### Required action 1
Reproduce the passage of the workplace post verbatim, starting at "Here is a little" and ending at "that right now.)".
### Required action 2
Extend the post about the toxic job and the supervisor, picking up right after its final sentence.
[Opening Supplied text section]
Here is a little adventure called my life in the last two days and/or few months in hell called work or my life....
Short overview, to paint the scene...
My job is making me sick in more than ways than one. It is a toxic environment, not just with the dust; which the dust hasn't been bad lately. (I think they finally blew it out or just other people finally complained besides me.) The negativity and the piss poor morale is about to kill me. I have never seen turnover this bad in the 6 1/2 years working for this company or any other company in the past. (I have gone thru outsourcing and layoff...morale wasn't even bad then. I am going thru a merger at work. It isn't a perfect marriage right now. All I am going to say on that right now.)
Plus my supervisor, I don't know how to explain him without being and going in a place I can't be in right now. My friend that sits near his office, over heard him talking to me in my one on one coaching/his death sentence moments. I can't talk to him. I can't. He uses and twists my words. (Best analogy/comparison is an emotional abusive relationship. He wont barely talk to me unless he has too. I am fine by that. His attitude and energy sucks. I can't be near that man.) She is shocked that I didn't telling him where to go and how to get there. LOL. I did my serenity prayer or ask for the self-control to keep my mouth shut.
And by the way, I have come to find out that one of my totems or power animals is the raccoon..and he says that "he can't get a read on me". LOL. Good thing I figured that out about a month or two ago. (My wheels are turning, I am smiling inside when he says this. Little do you know, my friend. More was said in this hour meeting, still trying to process that all. And how to prepare for my next moves.)
[Closing Supplied text section]
[Opening Stored data section]
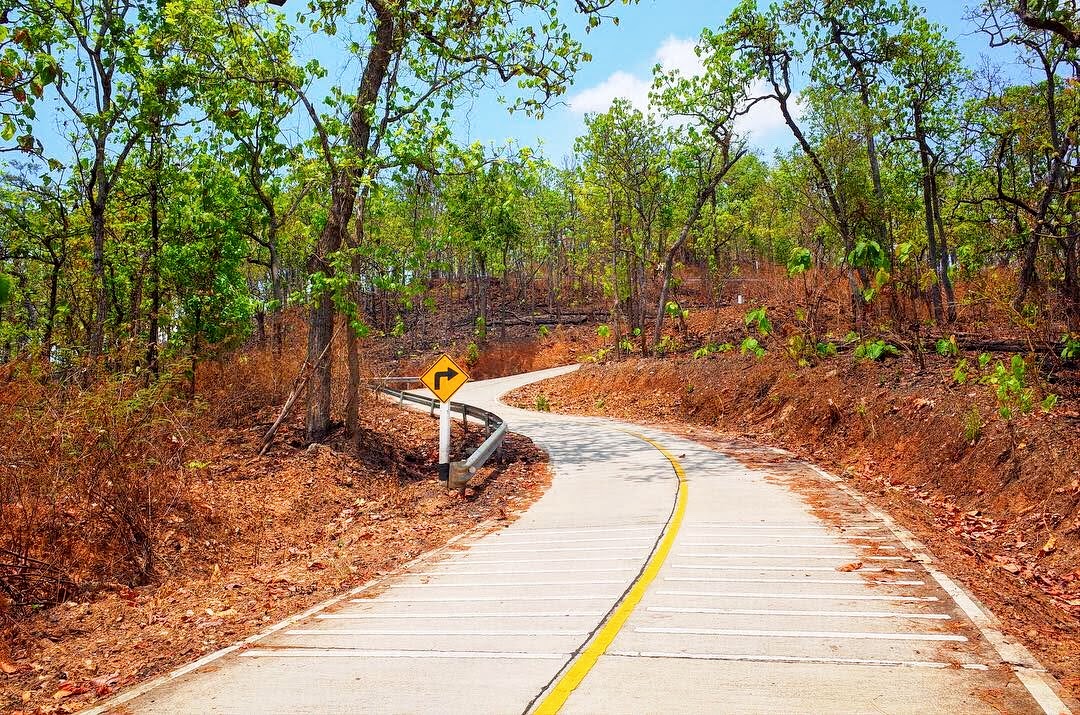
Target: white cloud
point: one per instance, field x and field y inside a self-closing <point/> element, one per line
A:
<point x="674" y="53"/>
<point x="764" y="125"/>
<point x="619" y="85"/>
<point x="678" y="54"/>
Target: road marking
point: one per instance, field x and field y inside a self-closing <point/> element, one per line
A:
<point x="809" y="556"/>
<point x="852" y="581"/>
<point x="520" y="542"/>
<point x="358" y="617"/>
<point x="377" y="632"/>
<point x="774" y="545"/>
<point x="831" y="569"/>
<point x="853" y="635"/>
<point x="779" y="527"/>
<point x="515" y="585"/>
<point x="448" y="599"/>
<point x="579" y="668"/>
<point x="825" y="614"/>
<point x="549" y="561"/>
<point x="799" y="659"/>
<point x="787" y="537"/>
<point x="598" y="529"/>
<point x="621" y="569"/>
<point x="802" y="596"/>
<point x="358" y="652"/>
<point x="502" y="550"/>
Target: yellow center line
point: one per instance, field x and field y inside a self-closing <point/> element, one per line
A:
<point x="577" y="672"/>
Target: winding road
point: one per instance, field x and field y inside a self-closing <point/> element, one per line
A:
<point x="655" y="576"/>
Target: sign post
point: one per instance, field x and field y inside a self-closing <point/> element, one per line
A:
<point x="444" y="378"/>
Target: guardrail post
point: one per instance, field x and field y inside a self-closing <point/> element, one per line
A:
<point x="444" y="442"/>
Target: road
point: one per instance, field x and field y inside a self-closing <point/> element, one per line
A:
<point x="655" y="576"/>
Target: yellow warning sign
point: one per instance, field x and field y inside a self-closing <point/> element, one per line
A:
<point x="445" y="377"/>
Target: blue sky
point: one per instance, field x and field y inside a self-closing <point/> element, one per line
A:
<point x="623" y="57"/>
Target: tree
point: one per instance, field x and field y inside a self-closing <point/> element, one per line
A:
<point x="709" y="105"/>
<point x="421" y="55"/>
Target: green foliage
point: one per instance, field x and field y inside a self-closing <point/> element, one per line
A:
<point x="799" y="261"/>
<point x="876" y="350"/>
<point x="712" y="349"/>
<point x="674" y="311"/>
<point x="1070" y="346"/>
<point x="751" y="346"/>
<point x="961" y="372"/>
<point x="947" y="348"/>
<point x="825" y="349"/>
<point x="1010" y="388"/>
<point x="472" y="353"/>
<point x="667" y="345"/>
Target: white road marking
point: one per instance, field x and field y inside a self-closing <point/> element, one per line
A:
<point x="487" y="550"/>
<point x="520" y="542"/>
<point x="488" y="585"/>
<point x="485" y="598"/>
<point x="358" y="652"/>
<point x="802" y="596"/>
<point x="823" y="614"/>
<point x="798" y="659"/>
<point x="809" y="556"/>
<point x="378" y="632"/>
<point x="831" y="569"/>
<point x="774" y="545"/>
<point x="598" y="529"/>
<point x="808" y="634"/>
<point x="524" y="571"/>
<point x="558" y="561"/>
<point x="356" y="617"/>
<point x="853" y="581"/>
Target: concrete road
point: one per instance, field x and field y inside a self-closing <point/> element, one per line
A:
<point x="631" y="588"/>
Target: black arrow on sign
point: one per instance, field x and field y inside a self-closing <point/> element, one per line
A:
<point x="449" y="374"/>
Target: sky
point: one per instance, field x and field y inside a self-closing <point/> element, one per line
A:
<point x="650" y="31"/>
<point x="623" y="56"/>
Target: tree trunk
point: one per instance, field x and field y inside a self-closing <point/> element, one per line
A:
<point x="343" y="197"/>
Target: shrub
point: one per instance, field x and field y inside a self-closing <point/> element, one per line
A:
<point x="947" y="348"/>
<point x="753" y="347"/>
<point x="876" y="350"/>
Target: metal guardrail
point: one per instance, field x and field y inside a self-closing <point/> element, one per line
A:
<point x="496" y="426"/>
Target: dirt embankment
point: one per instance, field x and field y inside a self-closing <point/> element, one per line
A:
<point x="997" y="500"/>
<point x="260" y="538"/>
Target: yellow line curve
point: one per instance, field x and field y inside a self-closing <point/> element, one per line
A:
<point x="577" y="672"/>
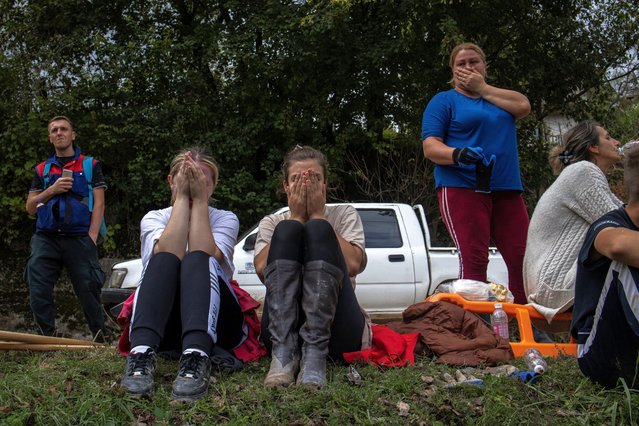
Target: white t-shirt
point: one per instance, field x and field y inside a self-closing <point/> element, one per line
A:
<point x="224" y="226"/>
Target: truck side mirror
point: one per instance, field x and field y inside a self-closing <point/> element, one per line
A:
<point x="249" y="242"/>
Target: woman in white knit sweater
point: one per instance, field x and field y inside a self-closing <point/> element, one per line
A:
<point x="578" y="197"/>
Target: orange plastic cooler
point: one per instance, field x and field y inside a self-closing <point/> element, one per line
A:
<point x="523" y="314"/>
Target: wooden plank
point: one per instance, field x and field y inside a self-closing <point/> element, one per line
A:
<point x="11" y="336"/>
<point x="21" y="346"/>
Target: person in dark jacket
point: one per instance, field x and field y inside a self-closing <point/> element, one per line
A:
<point x="605" y="319"/>
<point x="66" y="231"/>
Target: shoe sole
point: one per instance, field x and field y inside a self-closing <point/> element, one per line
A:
<point x="137" y="394"/>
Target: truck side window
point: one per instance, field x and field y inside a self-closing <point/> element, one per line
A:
<point x="381" y="229"/>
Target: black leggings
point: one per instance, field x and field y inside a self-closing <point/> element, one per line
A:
<point x="316" y="240"/>
<point x="173" y="306"/>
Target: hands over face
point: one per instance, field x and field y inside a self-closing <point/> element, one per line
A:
<point x="315" y="195"/>
<point x="296" y="193"/>
<point x="197" y="181"/>
<point x="306" y="195"/>
<point x="471" y="80"/>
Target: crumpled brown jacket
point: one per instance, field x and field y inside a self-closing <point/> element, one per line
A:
<point x="456" y="336"/>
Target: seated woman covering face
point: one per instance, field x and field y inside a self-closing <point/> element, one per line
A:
<point x="308" y="258"/>
<point x="185" y="301"/>
<point x="578" y="197"/>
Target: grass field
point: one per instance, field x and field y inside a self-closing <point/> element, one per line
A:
<point x="82" y="388"/>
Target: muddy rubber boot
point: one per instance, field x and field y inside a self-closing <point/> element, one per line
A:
<point x="283" y="285"/>
<point x="322" y="283"/>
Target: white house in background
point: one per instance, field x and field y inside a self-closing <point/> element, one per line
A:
<point x="557" y="124"/>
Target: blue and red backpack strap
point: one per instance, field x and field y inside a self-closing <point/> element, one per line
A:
<point x="87" y="166"/>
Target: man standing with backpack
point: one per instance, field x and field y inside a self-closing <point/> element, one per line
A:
[Closing Stored data section]
### Exercise response 1
Here is a little adventure called my life in the last two days and/or few months in hell called work or my life....
Short overview, to paint the scene...
My job is making me sick in more than ways than one. It is a toxic environment, not just with the dust; which the dust hasn't been bad lately. (I think they finally blew it out or just other people finally complained besides me.) The negativity and the piss poor morale is about to kill me. I have never seen turnover this bad in the 6 1/2 years working for this company or any other company in the past. (I have gone thru outsourcing and layoff...morale wasn't even bad then. I am going thru a merger at work. It isn't a perfect marriage right now. All I am going to say on that right now.)

### Exercise response 2
Any who, I was going to tell him that I had an interview today yesterday and I need to reserve a room with a phone. Phone interviews...yay!! =S
Well, this did not happen. So I had to figure out a way to do the interview without calling attention to myself and that I indeed had an interview. (He is or might confront me on this. For I didn't tell him that I had an interview. They want us to do that as a courtesy. I think they/he is holding me back. Gotta hold onto the employees that make them look good.) He asked if I was still looking at other jobs. I told him yes, that I applied for this one and that I was waiting for response back. I failed to mention to him that I had an interview today. (Did I lie to him? I don't think so, and I don't feel like I did anything wrong. I just didn't go into full disclosure. It wasn't in the card or wise decision at that point.) I called in late, however my apartment buildings were doing inspections. I used that as an reason/excuse to be able to go in late to have interview, and I did it locked up in my bedroom.
Last time I called in sick/missed work like this was 8 years ago, so I could go to interview in another town. Only way to make the interview, and I landed that job. Hrmmmm.....
Now on my way to work after said interview, I come across and found an open path, but mainly pagan/wiccan store with a triquetra symbol in it's name or signage. Hallelujah!!!!!!!! I think some of my prayers or screaming are being answered. =D
I am an easy going, positive, upbeat person. I am a good listener. I can get people to open up or talk about things. I can easy lift the spirits of someone else that is down. (I love this, because I can be grateful. I can learn from them as well.) I have been really trying to work and understand different energies, emotions, etc including humans, animals and plants. Some people will say that I am a bit off my rocker. I love and enjoy the simple things. I can find the beauty in all things, no matter how ugly someone else finds it. The list goes on....
It takes a lot to beat me down, I will get up every time. I was thinking that I may not get up this time. I don't care how much life seems or wants to kick my arse. I take it. I learn from it. If it doesn't kill me, I will be stronger. AND I HAVE BECOME STRONGER.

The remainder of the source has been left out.